**** DATA EXCERPTS

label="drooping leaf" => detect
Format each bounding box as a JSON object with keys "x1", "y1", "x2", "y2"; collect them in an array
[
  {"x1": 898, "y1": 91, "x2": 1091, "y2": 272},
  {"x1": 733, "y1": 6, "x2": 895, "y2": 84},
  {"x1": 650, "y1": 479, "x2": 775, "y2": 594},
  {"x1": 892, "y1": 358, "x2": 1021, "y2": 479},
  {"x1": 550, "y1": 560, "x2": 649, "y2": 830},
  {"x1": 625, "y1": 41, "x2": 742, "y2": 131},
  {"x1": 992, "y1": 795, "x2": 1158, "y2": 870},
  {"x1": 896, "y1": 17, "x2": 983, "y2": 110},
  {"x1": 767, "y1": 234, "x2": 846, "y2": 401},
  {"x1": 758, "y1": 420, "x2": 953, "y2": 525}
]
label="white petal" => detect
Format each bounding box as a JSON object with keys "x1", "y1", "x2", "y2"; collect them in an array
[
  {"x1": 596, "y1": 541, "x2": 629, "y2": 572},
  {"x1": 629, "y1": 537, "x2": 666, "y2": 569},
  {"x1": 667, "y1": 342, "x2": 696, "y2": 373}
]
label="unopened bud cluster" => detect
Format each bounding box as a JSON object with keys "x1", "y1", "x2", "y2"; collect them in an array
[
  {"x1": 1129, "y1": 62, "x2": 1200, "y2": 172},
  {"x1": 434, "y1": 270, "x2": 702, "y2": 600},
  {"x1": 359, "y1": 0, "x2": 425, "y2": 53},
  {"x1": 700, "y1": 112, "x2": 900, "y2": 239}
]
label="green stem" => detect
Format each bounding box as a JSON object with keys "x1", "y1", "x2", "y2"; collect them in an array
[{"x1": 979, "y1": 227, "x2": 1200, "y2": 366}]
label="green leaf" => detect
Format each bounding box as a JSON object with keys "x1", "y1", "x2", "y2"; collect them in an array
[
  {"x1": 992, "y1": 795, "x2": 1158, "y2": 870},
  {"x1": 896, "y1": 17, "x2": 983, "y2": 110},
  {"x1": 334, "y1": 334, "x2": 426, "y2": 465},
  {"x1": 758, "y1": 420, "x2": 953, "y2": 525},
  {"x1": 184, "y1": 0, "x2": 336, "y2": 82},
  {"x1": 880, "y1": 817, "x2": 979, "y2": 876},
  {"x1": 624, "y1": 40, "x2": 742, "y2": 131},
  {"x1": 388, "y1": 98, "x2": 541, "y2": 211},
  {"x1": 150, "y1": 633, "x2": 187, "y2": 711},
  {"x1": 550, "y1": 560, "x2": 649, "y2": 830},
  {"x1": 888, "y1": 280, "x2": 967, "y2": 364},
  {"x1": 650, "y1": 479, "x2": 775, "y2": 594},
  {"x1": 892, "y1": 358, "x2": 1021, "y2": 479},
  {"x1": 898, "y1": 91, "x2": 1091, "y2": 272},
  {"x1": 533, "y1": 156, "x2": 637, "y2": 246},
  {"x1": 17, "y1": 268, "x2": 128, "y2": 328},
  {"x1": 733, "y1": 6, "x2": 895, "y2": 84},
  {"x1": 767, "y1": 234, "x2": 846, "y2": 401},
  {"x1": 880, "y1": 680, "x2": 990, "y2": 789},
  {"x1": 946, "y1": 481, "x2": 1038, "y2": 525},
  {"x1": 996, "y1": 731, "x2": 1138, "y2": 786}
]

********

- AIM OF THE EXERCISE:
Please show each line of the items above that contains the string "label". Case counts.

- ANSWER TO THE EXERCISE:
label="drooping leaf" => detect
label="white petal" => detect
label="unopened bud cluster" => detect
label="green stem" => detect
label="green leaf" => detect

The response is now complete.